— BEGIN —
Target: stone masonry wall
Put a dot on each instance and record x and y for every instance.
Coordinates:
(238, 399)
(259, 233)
— END —
— BEGIN —
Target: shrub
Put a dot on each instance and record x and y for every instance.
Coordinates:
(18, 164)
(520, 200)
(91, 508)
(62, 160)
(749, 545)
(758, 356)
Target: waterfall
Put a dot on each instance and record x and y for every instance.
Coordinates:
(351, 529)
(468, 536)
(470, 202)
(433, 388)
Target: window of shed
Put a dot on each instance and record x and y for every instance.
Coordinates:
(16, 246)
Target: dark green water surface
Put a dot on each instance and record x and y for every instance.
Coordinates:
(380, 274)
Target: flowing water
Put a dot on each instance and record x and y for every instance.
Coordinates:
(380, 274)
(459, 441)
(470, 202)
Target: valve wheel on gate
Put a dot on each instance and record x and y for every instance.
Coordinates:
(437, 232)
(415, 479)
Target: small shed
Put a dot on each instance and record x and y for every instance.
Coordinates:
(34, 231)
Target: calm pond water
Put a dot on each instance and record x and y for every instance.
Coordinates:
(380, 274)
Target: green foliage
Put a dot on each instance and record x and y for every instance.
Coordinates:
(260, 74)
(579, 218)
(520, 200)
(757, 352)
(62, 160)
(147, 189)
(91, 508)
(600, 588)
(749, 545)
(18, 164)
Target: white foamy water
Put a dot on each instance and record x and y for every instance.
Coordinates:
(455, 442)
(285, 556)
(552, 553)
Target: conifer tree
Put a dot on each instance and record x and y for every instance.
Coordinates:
— END —
— BEGIN —
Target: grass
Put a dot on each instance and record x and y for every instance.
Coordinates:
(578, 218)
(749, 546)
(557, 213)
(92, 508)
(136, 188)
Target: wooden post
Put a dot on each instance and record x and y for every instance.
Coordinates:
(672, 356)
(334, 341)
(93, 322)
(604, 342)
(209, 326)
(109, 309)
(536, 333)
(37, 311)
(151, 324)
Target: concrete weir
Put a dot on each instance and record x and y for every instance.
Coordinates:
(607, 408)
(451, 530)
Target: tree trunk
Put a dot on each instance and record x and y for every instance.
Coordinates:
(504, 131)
— END —
### Written request
Count the lines in the entries above that contain the word "tree", and reply with only that number.

### Result
2